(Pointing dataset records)
===============
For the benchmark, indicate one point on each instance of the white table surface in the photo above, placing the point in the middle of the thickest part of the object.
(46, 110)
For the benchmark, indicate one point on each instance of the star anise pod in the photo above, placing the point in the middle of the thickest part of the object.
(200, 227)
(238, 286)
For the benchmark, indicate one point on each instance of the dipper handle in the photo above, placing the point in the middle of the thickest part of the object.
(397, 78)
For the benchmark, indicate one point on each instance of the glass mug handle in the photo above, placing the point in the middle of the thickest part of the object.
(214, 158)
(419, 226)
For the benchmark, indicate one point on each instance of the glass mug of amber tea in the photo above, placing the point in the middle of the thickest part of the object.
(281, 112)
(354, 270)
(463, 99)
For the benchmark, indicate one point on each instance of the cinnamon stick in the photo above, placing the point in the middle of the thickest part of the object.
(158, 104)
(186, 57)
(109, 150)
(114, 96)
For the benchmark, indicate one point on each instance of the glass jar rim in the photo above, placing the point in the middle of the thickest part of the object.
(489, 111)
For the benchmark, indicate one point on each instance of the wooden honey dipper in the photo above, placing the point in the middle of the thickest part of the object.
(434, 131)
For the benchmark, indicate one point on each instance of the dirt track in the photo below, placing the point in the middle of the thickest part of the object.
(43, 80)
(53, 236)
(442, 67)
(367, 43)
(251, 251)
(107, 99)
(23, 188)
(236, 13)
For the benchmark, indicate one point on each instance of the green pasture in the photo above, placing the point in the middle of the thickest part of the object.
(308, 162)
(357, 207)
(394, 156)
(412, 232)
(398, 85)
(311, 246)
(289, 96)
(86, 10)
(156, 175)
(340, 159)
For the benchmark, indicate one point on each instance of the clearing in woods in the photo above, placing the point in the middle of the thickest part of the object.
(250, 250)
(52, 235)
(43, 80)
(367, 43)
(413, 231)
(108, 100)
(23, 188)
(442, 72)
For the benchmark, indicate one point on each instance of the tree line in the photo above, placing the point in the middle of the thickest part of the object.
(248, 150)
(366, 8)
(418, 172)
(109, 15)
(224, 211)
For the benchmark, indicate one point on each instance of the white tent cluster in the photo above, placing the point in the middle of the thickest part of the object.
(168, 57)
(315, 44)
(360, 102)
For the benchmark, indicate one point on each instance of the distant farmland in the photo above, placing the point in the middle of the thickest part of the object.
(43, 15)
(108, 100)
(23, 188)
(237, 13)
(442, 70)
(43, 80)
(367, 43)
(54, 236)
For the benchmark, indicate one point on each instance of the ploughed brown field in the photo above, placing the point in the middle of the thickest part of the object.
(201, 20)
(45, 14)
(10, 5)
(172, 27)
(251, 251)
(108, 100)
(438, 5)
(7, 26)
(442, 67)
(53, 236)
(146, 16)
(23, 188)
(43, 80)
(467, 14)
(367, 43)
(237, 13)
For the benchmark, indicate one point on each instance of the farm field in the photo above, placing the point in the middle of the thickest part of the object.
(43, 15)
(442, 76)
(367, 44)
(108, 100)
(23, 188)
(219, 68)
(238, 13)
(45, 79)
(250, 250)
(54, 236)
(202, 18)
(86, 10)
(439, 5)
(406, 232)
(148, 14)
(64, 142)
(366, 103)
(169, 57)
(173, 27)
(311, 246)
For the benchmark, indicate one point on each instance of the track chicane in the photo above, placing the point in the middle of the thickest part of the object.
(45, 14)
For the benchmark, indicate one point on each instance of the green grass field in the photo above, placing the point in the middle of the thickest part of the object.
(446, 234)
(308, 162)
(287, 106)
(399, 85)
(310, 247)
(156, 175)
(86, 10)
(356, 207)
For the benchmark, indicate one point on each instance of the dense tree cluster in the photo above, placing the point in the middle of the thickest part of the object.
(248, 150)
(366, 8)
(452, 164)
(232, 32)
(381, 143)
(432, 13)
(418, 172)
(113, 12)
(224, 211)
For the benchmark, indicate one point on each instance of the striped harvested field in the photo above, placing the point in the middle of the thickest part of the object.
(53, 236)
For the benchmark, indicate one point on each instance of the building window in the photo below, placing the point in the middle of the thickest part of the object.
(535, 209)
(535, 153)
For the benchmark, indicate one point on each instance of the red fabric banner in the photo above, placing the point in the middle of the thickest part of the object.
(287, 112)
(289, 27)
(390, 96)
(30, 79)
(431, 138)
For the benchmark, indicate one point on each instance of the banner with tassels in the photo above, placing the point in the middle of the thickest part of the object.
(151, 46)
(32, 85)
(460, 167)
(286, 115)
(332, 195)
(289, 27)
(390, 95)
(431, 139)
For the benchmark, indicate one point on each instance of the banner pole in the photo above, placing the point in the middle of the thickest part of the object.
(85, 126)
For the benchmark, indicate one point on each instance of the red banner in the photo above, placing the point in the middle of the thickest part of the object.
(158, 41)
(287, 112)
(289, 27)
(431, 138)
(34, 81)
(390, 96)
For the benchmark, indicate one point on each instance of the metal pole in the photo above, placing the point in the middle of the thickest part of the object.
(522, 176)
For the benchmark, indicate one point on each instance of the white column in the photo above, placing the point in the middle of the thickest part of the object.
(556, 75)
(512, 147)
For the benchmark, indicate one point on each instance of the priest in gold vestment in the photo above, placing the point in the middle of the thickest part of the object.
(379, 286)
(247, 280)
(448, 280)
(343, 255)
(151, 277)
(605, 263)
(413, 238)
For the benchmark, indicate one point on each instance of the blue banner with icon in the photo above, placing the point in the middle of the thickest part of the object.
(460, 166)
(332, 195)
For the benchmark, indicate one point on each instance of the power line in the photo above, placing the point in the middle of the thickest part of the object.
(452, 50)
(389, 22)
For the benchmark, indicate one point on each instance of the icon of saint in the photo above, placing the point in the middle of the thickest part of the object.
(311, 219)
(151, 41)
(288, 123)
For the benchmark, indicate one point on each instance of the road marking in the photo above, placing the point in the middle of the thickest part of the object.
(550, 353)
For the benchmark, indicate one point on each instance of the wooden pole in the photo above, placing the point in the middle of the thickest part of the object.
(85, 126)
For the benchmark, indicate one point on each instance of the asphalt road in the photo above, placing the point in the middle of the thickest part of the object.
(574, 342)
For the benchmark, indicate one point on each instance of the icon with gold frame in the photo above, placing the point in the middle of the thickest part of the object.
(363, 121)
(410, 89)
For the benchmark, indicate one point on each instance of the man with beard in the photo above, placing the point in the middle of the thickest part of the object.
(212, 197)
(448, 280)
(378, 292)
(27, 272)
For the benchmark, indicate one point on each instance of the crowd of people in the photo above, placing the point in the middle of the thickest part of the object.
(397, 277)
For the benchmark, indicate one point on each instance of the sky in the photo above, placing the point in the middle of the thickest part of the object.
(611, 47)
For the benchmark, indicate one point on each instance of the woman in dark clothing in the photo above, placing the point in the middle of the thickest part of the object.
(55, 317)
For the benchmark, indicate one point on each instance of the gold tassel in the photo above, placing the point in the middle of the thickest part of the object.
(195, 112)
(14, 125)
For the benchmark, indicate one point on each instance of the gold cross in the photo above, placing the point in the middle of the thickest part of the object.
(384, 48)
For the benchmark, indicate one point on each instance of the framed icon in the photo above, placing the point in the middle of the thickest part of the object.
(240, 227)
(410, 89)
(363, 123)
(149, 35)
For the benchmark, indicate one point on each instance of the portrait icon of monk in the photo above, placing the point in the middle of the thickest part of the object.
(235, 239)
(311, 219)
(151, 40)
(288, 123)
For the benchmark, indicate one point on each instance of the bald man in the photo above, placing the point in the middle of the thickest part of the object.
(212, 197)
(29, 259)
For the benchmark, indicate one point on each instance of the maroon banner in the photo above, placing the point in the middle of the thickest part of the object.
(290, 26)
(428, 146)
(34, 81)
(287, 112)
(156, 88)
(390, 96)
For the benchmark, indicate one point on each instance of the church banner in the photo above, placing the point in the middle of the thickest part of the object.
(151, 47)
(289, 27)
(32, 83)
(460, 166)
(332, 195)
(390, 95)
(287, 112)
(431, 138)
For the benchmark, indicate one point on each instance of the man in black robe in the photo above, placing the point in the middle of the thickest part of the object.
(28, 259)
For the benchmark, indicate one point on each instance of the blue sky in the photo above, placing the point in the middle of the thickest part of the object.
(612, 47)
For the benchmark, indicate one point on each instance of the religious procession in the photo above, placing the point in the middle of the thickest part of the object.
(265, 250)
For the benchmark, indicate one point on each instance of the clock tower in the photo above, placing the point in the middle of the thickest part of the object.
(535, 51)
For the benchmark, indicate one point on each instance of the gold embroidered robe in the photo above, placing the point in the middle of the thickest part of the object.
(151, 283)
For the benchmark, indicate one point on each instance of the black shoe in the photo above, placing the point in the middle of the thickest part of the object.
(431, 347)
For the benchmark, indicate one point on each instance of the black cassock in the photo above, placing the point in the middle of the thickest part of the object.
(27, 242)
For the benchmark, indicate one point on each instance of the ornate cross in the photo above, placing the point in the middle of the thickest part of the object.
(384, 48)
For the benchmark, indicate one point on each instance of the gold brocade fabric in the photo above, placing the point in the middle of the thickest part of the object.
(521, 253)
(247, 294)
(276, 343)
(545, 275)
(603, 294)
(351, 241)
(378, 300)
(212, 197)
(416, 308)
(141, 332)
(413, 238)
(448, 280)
===============
■ Task details
In the records above, locate the line that contains "the black shoe". Repeat it and every line after it, exactly, and nothing else.

■ Answer in full
For the benchmark, indicate one point on each instance of the black shoe in the photo above, placing the point in the middle of the thickest part of the object.
(431, 347)
For the benchmark, indicate one point on each instance of the black cassock in the photo above, placing the point in the middle of the thickest part of the object.
(27, 242)
For the benchmark, indicate one point on each instance of the ornate cross in the photo above, placing the point in the middle of the thickest part of the object.
(384, 48)
For the benchmark, indicate one point on each instance of the gold brocade fabric in the photo above, placing the point in the middle of the thickest part of the object.
(521, 253)
(247, 294)
(276, 343)
(545, 275)
(603, 294)
(351, 241)
(378, 300)
(212, 197)
(416, 308)
(141, 332)
(413, 238)
(448, 280)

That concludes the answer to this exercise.